=== INFORMATION SUPPLIED ===

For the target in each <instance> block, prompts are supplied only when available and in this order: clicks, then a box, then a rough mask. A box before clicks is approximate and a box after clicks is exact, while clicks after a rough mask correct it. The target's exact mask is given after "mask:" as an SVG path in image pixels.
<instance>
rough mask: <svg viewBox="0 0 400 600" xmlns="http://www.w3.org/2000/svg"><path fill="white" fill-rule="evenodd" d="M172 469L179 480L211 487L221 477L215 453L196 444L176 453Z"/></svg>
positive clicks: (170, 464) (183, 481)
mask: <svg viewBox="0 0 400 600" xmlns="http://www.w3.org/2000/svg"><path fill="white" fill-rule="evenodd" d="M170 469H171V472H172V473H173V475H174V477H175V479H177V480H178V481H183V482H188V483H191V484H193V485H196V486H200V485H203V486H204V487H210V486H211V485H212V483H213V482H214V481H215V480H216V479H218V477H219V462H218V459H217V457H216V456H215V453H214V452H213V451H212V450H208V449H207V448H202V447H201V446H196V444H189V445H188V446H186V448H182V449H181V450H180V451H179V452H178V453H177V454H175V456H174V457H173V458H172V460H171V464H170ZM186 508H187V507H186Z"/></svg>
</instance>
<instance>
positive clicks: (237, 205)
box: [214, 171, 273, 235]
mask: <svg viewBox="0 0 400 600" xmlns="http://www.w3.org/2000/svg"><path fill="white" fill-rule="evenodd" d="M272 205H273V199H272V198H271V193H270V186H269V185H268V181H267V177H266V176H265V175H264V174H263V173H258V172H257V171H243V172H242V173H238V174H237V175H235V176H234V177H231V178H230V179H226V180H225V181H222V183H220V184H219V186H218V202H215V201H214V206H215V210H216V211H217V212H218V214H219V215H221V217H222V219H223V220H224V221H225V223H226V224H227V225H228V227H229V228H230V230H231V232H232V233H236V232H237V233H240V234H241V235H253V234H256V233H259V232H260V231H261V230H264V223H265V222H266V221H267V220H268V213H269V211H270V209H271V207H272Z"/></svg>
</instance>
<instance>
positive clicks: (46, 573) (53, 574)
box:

===

Rewrite all of the records above as a JSON list of strings, with one string for each line and blank lines left out.

[
  "For the target in each <instance> block, prompts are supplied only when available and in this order: clicks, then a box, then a rough mask. A box before clicks is approximate and a box after clicks is exact, while clicks after a rough mask correct it. The target's exact mask is given after \"mask:\" as an SVG path in image pixels.",
  "<instance>",
  "rough mask: <svg viewBox=\"0 0 400 600\" xmlns=\"http://www.w3.org/2000/svg\"><path fill=\"white\" fill-rule=\"evenodd\" d=\"M172 469L179 480L211 487L221 477L215 453L196 444L176 453Z\"/></svg>",
  "positive clicks: (170, 464) (183, 481)",
  "mask: <svg viewBox=\"0 0 400 600\" xmlns=\"http://www.w3.org/2000/svg\"><path fill=\"white\" fill-rule=\"evenodd\" d=\"M170 469H171V472H172V473H173V475H174V477H175V479H177V480H178V481H183V482H188V483H191V484H193V485H196V486H200V485H203V486H204V487H210V486H211V485H212V483H213V482H214V481H215V480H216V479H218V477H219V462H218V459H217V457H216V456H215V453H214V452H213V451H212V450H208V449H207V448H202V447H201V446H196V444H189V445H188V446H186V448H182V449H181V450H180V451H179V452H178V453H177V454H175V456H174V457H173V458H172V460H171V464H170ZM186 508H187V507H186Z\"/></svg>",
  "</instance>",
  "<instance>",
  "positive clicks: (237, 205)",
  "box: [214, 171, 273, 235]",
  "mask: <svg viewBox=\"0 0 400 600\" xmlns=\"http://www.w3.org/2000/svg\"><path fill=\"white\" fill-rule=\"evenodd\" d=\"M272 205H273V199H272V198H271V193H270V186H269V185H268V181H267V177H266V176H265V175H264V174H263V173H258V172H257V171H243V172H242V173H238V174H237V175H235V176H234V177H231V178H230V179H226V180H225V181H222V183H220V184H219V186H218V202H215V201H214V206H215V210H216V211H217V212H218V214H219V215H221V217H222V219H223V220H224V221H225V223H226V224H227V225H228V227H229V228H230V230H231V232H232V233H236V232H237V233H240V234H241V235H253V234H256V233H259V232H260V231H261V230H264V223H265V222H266V221H267V220H268V213H269V211H270V209H271V207H272Z\"/></svg>",
  "</instance>",
  "<instance>",
  "positive clicks: (46, 573) (53, 574)",
  "box:"
]